Reproduce all of the records below unchanged, except that every occurrence of "keypoint" is swapped for "marker".

:: DATA FOR THIS TASK

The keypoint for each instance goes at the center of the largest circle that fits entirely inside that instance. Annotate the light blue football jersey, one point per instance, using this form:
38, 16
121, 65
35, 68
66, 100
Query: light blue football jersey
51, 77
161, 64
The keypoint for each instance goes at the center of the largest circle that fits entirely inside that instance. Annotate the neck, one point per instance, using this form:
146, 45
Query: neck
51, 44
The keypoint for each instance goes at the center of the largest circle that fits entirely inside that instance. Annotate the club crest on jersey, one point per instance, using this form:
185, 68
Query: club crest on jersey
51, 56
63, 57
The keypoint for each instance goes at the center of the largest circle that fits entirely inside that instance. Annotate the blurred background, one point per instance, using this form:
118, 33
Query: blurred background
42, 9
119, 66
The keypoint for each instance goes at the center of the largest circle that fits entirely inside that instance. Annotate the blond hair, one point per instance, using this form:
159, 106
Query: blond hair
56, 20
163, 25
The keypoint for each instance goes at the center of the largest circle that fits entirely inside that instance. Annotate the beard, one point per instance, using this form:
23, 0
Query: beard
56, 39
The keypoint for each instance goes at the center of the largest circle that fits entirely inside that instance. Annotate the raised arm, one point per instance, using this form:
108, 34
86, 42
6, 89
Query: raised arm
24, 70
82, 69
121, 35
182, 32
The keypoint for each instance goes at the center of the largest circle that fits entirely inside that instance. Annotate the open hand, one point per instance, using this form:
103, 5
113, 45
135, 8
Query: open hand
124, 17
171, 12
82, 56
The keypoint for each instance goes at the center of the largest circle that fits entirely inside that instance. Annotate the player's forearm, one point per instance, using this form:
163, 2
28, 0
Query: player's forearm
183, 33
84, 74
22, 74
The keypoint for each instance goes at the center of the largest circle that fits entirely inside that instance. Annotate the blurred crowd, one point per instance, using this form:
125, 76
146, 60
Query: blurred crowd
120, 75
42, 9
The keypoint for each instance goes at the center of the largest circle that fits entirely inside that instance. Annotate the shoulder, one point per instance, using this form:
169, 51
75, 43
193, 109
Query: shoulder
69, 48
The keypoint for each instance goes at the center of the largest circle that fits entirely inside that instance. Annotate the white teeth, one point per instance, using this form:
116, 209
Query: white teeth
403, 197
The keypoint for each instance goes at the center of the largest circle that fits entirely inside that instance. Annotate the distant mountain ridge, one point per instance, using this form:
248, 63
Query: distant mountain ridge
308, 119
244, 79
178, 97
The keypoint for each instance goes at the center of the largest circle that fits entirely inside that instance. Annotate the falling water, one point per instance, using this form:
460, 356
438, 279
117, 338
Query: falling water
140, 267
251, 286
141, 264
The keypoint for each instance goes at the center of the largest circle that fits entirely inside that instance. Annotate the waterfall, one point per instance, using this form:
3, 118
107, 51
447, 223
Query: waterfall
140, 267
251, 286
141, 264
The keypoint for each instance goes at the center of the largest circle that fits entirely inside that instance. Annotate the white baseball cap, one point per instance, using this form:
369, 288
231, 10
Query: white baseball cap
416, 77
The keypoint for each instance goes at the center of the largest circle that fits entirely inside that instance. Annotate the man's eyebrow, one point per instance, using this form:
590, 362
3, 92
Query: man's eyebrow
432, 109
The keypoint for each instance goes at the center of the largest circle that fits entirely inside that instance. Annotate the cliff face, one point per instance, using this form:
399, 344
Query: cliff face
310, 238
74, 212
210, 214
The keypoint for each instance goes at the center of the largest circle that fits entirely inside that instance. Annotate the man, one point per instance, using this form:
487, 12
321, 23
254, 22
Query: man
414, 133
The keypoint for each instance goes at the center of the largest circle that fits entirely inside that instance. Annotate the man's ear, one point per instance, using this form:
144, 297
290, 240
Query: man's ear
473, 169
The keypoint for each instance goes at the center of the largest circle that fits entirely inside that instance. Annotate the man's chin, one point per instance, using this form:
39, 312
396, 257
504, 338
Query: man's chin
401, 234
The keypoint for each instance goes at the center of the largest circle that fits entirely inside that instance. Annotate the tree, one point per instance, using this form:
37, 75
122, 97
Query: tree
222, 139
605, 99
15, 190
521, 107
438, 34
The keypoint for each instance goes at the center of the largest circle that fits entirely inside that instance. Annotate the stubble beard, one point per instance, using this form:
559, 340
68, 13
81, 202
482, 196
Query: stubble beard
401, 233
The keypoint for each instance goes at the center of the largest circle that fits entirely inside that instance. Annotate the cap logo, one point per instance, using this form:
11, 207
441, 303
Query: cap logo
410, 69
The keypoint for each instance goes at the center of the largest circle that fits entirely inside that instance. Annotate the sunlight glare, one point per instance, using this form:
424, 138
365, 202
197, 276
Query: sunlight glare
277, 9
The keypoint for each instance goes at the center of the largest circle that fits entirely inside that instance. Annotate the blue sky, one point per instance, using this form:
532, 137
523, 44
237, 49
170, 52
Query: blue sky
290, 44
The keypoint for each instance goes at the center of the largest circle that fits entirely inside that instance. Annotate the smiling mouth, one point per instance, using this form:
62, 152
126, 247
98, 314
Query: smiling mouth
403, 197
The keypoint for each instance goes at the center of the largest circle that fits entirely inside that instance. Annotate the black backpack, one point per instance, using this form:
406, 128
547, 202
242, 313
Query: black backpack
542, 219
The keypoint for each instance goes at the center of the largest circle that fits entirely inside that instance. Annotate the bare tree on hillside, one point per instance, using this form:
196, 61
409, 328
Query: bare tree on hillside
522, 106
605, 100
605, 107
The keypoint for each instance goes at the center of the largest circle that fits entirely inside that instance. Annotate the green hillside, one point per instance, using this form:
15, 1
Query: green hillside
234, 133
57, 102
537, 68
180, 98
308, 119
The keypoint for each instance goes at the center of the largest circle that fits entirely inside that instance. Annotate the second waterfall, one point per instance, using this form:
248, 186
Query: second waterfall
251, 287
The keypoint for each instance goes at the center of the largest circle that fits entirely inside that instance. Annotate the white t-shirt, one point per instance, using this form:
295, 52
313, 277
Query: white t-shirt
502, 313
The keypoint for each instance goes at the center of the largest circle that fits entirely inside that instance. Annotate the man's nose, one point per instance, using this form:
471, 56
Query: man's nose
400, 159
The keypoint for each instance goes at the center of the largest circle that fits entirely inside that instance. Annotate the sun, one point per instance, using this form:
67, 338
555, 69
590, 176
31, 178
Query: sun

::::

* [FINAL ANSWER]:
The marker for each instance goes at the center of the largest circle that fits entirely inside that instance. Annotate the light blue football jersey, one point per instance, using this form:
38, 16
121, 65
35, 68
66, 100
Query: light blue football jersey
51, 77
161, 64
The marker for each instance goes at the center of the largest circle that fits entirely inside that instance. Annotate the neck, one point per instance, using this form:
146, 45
Query: neck
51, 44
The marker for each instance goes at the center of the largest circle that fits entirely inside that instance. Annotate the club crest on jersey, one point per instance, using this form:
185, 68
Query: club crest on jersey
51, 56
63, 57
The marker for each instance goes at the center of the largest circle that fits entirely inside that instance. Annotate the blurred background, one point per instance, using this form:
118, 33
Query: blurred background
42, 9
119, 66
The marker for each instance goes at the center of the largest circle that fits entirely inside that instance. Annotate the blond hair, one point per instance, using this form:
159, 106
Query: blond hair
56, 20
163, 25
The marker for each instance goes at the center of the largest circle that fits entirely inside that instance. Annotate the beard, one point per instance, using this form:
23, 0
Query: beard
56, 39
The marker for each instance goes at the center of the largest circle that fits entirely inside that instance. Annotate the raised arm, one point per instance, using this form:
108, 34
86, 42
6, 89
Query: raised arm
24, 70
82, 69
121, 35
182, 32
The marker for each instance goes at the center of the largest circle that fits entirely inside that instance. Annotate the open hand, one point per instance, using this form:
103, 5
113, 45
135, 8
Query: open hand
124, 17
171, 12
82, 56
The marker for each instance goes at the center of the largest circle that fits entirely inside that instance. Annotate the player's forearm, one point per instance, using this form:
163, 2
28, 0
Query: player's forearm
183, 33
84, 74
22, 74
The marker for each instance goes at the center of the largest circle that fits entirely inside that instance. Annotate the blurred crowd, one point per instance, using this form:
125, 76
146, 60
Query: blurred crowd
120, 75
42, 9
The marker for each instance goes at the center of the largest circle that fits entirely inside that instance. Annotate the shoulder, one point per instance, using this form:
169, 51
75, 43
193, 109
Query: shoulder
69, 48
The marker for each instance goes at the center of the largest circle that fits entirely inside that instance. Annotate the white teeth, one point per instance, using this form:
116, 209
Query: white teeth
403, 197
The marker for each instance goes at the center of the largest circle that fits entirely inside that instance. Annotate the distant mountain ridge, one point per instance, using this form:
248, 63
Query: distant mountain ridge
308, 119
244, 79
178, 97
The marker for each instance goes at the center of the largest circle that fits entirely inside that instance. Annotate the falling water, one point per instance, using this form:
460, 356
438, 279
117, 338
Query: falling water
140, 267
251, 286
141, 264
The marker for each instance goes at the center of the largest circle that fits entirely inside that instance. Annotate the waterfall, one point per instance, using this form:
3, 118
107, 51
447, 223
Query: waterfall
140, 267
251, 286
141, 264
The marker for each instance goes at the center of the largest circle that fits entirely inside that instance. Annotate the white baseball cap, one point per instance, using this form:
369, 288
231, 10
Query: white baseball cap
416, 77
The marker for each instance goes at the center of the largest circle that fits entirely inside that instance. Annotate the man's eyebrow, one point per instance, using this form:
590, 362
3, 92
Query: man's eyebrow
432, 109
The marker for each instance goes at the center of the largest circle that fits entirely inside that instance. Annotate the cliff face, one point per instance, using this form:
399, 344
Query: cliff face
310, 238
74, 212
210, 214
The marker for each instance goes at the center of the largest circle that fits entirely inside that instance. Annotate the man, one point per instance, using this form:
487, 12
321, 23
254, 22
Query: man
414, 133
The marker for each instance goes at the center of the largest circle that fits entirely inside that instance. Annotate the man's ear, one point per instance, using this form:
144, 297
290, 240
Query: man's ear
473, 169
The marker for each instance goes at the center of the largest circle that fits entirely inside that instance. Annotate the man's chin, one point per instance, using this form:
39, 312
396, 257
504, 338
Query: man's chin
401, 234
The marker for each instance goes at the center of the largest circle that fits entirely inside that instance. Annotate the tree, one point per instance, using this form:
37, 75
122, 97
Query: tree
222, 139
605, 99
15, 190
521, 107
438, 34
The marker for each instance goes at the center of the largest circle that fits entirely inside that instance. Annotate the stubble beard, one point per instance, using this form:
559, 340
68, 13
81, 202
482, 196
Query: stubble beard
401, 233
The marker for each instance goes at the center of the largest circle that fits entirely inside that instance. Annotate the cap logo, one point per instance, using this form:
11, 207
441, 303
Query: cap logo
410, 69
The marker for each instance goes at the center of the largest circle that fits entirely inside that instance. Annotate the sunlight glare, one point per instance, using this form:
424, 138
365, 202
197, 276
Query: sunlight glare
277, 9
The marker for each instance goes at the center of the largest circle that fits entirely inside that instance. Annotate the blue sky, one point per instance, using this form:
532, 137
523, 44
237, 49
170, 52
Query: blue sky
290, 44
The marker for each instance goes at the center of the largest circle that fits entirely inside that instance. Annotate the smiling mouth, one point per instance, using this form:
62, 152
126, 247
98, 314
Query: smiling mouth
403, 197
The marker for each instance goes at the center of the largest circle that fits entirely inside that instance. Annotate the black backpack, one point per instance, using this form:
406, 128
547, 202
242, 313
Query: black backpack
542, 219
The marker for each instance goes at the center of the largest circle that fits entirely inside that instance. Annotate the bare tree on hillside, one point per instance, using this form:
196, 61
409, 328
Query: bare tree on hillside
522, 106
605, 100
605, 107
The marker for each instance goes at the center of the largest circle that fits entirely inside that instance. Annotate the green hillside, one point per instance, using this form:
15, 1
Query: green hillside
234, 133
57, 102
537, 68
180, 98
308, 119
The marker for each instance goes at the center of the largest circle that fits entirely inside that instance. Annotate the second waterfall, one point per instance, using this form:
248, 186
Query: second waterfall
251, 287
The marker for each instance goes at the center of the largest circle that fits entirely inside that instance. Annotate the white t-shirt, one point per instance, using this form:
295, 52
313, 277
Query: white t-shirt
502, 313
The marker for each instance goes at the center of the largest circle that fits entirely inside that instance. Annotate the man's nose, one point per instance, using this form:
471, 56
Query: man's nose
400, 159
The marker for each instance goes at the center of the largest circle that fits entirely inside that instance. Annotate the sun, one point per instance, using this form:
67, 338
555, 69
590, 176
31, 178
Query: sun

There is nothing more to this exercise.